- Extrait à lire:
++++++++

La filiation : toujours une question de coeur

Danièle StarenkyjDevenir parent– Une autre manière de voir la vie et s’y préparer
Danièle Starenkyj© 2015 www.publicationsorion.com
On peut tisser un enfant dans ses entrailles. Mais on peut aussi tisser un enfant dans son cœur.
Et il était un temps où, que l’enfant ait été adopté ou qu’il ait été conçu par ses parents, ils avaient l’un et l’autre le même statut, soit

tout simplement celui d’un enfant légitime jouissant sans aucune restriction des mêmes privilèges et responsabilités.
Aujourd’hui, la science parle de filiation par le sang (filiation biologique), et de filiation par le cœur. Et, sous la poussée d’une culture qui amoindrit l’authenticité de la filiation par le cœur, elle y voit une différence. L’accès facile aux tests de paternité ébranle la conviction qui autrefois affirmait que le père était celui qui se considérait comme tel, et qui élevait avec amour l’enfant d’un autre.

++++++++

- Exercices à faire:
1. Recopiez le passage du texte sur la filiation compris entre « Danièle StarenkyjDevenir parent– » et « dans son cœur. », ces deux bouts inclus.
2. Poursuivez le texte sur la filiation par le sang et par le cœur à la suite de sa dernière phrase.

- Données extraites:
++++++++

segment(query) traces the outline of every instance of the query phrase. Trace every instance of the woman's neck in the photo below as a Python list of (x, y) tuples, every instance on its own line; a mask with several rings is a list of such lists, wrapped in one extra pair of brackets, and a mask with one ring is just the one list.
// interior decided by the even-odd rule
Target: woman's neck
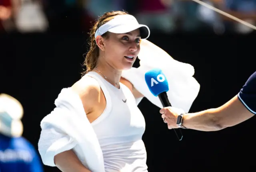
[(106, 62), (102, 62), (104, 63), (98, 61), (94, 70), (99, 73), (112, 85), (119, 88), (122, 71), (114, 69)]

++++++++

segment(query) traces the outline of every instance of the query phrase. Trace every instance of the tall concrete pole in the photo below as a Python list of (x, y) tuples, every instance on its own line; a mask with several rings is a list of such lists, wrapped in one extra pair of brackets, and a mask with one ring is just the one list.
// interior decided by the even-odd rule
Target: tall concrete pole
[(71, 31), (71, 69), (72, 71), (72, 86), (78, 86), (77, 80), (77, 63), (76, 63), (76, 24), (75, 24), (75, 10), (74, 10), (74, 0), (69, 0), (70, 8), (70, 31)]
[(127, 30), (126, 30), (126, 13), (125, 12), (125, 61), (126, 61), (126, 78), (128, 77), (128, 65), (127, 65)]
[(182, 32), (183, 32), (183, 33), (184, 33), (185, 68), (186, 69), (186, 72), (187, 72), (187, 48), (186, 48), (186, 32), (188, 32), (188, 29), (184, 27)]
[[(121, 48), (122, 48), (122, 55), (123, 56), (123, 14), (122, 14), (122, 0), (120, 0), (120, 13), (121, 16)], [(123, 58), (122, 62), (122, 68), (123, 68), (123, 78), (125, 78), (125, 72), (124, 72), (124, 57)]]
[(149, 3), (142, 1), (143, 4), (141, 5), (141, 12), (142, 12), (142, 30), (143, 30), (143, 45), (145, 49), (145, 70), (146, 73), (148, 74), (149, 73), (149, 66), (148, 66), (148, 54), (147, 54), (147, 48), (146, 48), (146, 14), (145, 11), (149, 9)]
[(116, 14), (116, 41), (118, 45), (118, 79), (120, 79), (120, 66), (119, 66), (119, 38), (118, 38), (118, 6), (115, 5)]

++++++++

- Réponses:
1.
Danièle StarenkyjDevenir parent– Une autre manière de voir la vie et s’y préparer
Danièle Starenkyj© 2015 www.publicationsorion.com
On peut tisser un enfant dans ses entrailles. Mais on peut aussi tisser un enfant dans son cœur.

2.
Notre époque privilégie la filiation par le sang – celle qui transmet son patrimoine génétique à l’enfant — à un tel point que certains couples sont prêts à se tourner vers des solutions extrêmes pour avoir « leur » enfant. On parle du « droit à l’enfant ». Il en découle que « l’incapacité à enfanter est subie comme une blessure narcissique, vécue comme un échec personnel ». C’est comme si l’enfant, « son » enfant était une valeur suprême indispensable à l’épanouissement de l’adulte procréateur.

La filiation par le cœur qui ne peut transmettre à l’enfant que les valeurs propres aux parents – mais pas leurs gènes — ne semble plus combler le besoin d’enfant d’une société éminemment individualiste et de plus en plus égocentrique.

Ce besoin outré laisse perplexe alors qu’il s’accompagne fréquemment d’un attachement fragile des parents à leur enfant, celui-ci étant rapidement chaque jour coupé – dans certains pays dès les premières semaines de sa vie — de leur présence pendant de longues, longues heures. Et cela au nom de l’épanouissement personnel du père et de la mère.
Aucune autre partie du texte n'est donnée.